Excerpted passage:
After a short layover in BTR, I boarded this bus to New Orleans, which had originated earlier in Houston, and was ultimately destined for Atlanta. I found the last empty row, one row from the back, and took the window seat. I had a seat mate moments later. Every seat was full. Not much to say, the driver quickly turned off the lights so people could rest, and most of them did, at least in my area in the back. I crashed hard, and woke up as we were nearing the New Orleans airport. About twenty minutes later we pulled in to the terminal, where everyone had to get off the bus, but I don't think some people understood that, since I walked past at least four or five who appeared to be quite content staying on.

To sum up...

No problems to speak of. Basically on time. Buses were clean, everything was in working order. All the employees I talked with were pleasant.

Up next...

New Orleans to Kansas City on Greyhound and Jefferson Lines, returning home on Amtrak. In about two weeks.


----------



## railiner (Oct 25, 2017)

Excellent report...I enjoy your writing style. You might want to add the coach number, and equipment type for those interested.

Looking forward to your next leg....


----------



## NativeSon5859 (Oct 25, 2017)

FTW-DAL-MEM was on a 102DL.

MEM-BTR was a D4505.

BTR-NOL was a blue "G".

Forgot to jot down the numbers, will do next time.

Thanks for reading!

Sent from my iPhone using Amtrak Forum


----------



## willem (Oct 25, 2017)

Thanks for the report. I haven't ridden a long-distance bus in decades, and your report is interesting.

Dallas to Memphis to Baton Rouge to New Orleans seems like the long way around. (Amtrak's routings have their own problems, of course.)



NativeSon5859 said:


> [...] with a few solo passengers my age I would guess [...]


And that age is? You mentioned "elderly, college kids, families with small children mostly" so it sounds like there was a wide range.


----------



## NativeSon5859 (Oct 25, 2017)

At the time I needed to leave the DFW area, I could have gone via Houston, which would have saved a few hours...but this way just seemed more interesting.

I'm 38.

Sent from my iPhone using Amtrak Forum


----------



## Bob Dylan (Oct 25, 2017)

You also could have taken the Texas Eagle from FTW to Longview,the Amtrak Thruway to Houston and ridden the Bus to La.


----------

Data rows:
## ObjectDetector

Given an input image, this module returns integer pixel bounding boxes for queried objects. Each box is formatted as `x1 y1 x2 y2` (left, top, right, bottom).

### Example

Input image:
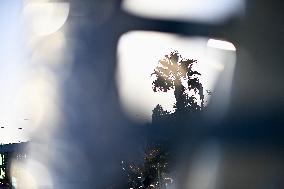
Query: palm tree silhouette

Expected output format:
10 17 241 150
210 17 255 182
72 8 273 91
151 51 204 113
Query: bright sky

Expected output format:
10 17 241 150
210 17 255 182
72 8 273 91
0 0 69 143
117 31 235 122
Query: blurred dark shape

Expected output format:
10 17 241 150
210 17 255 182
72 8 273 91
39 0 284 189
152 51 204 115
123 145 171 189
0 142 28 189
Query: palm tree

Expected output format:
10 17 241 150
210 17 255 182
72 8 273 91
151 51 204 112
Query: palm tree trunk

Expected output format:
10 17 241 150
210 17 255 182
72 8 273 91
174 79 185 112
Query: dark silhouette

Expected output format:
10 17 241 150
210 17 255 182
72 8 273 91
122 145 172 189
151 51 204 116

Requirement 1:
In the bus trip thread, what equipment type was used for the MEM-BTR leg?
Requirement 2:
From the bus trip thread, extract the part that opens with the words containing "After a short" and closes with "To sum up...".
Requirement 3:
Translate this sentence from the bus trip thread into Spanish: "All the employees I talked with were pleasant."

Expected output 1:
A D4505.

Expected output 2:
After a short layover in BTR, I boarded this bus to New Orleans, which had originated earlier in Houston, and was ultimately destined for Atlanta. I found the last empty row, one row from the back, and took the window seat. I had a seat mate moments later. Every seat was full. Not much to say, the driver quickly turned off the lights so people could rest, and most of them did, at least in my area in the back. I crashed hard, and woke up as we were nearing the New Orleans airport. About twenty minutes later we pulled in to the terminal, where everyone had to get off the bus, but I don't think some people understood that, since I walked past at least four or five who appeared to be quite content staying on.

To sum up...

Expected output 3:
Todos los empleados con los que hablé fueron amables.